Lay out the listing below as a Markdown table with the columns Row and Line, giving each line its own numbered row. Skip blank lines and leave out the picture.
== ITEMS
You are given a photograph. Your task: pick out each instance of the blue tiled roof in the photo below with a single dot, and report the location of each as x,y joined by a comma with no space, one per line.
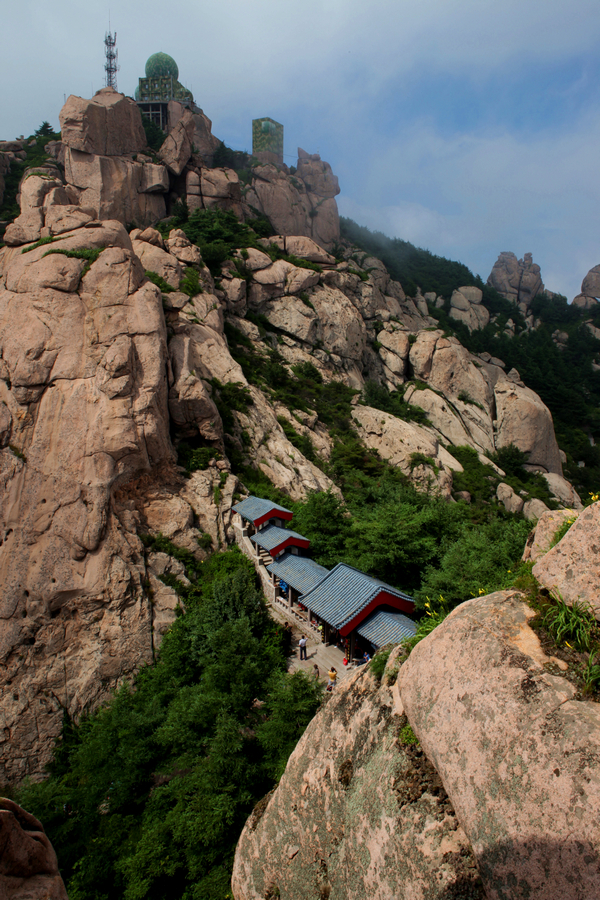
252,508
300,572
271,536
383,627
342,594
====
RESPONSE >>
| Row | Line |
|---|---|
| 1 | You are given a photograph. Your task: pick out each instance of the blue tiled roof in the photo below with a single dot, and report the location of each as x,y joined by a comma with no space, one per line. |
| 2 | 252,508 |
| 3 | 300,572 |
| 4 | 271,536 |
| 5 | 383,627 |
| 6 | 342,594 |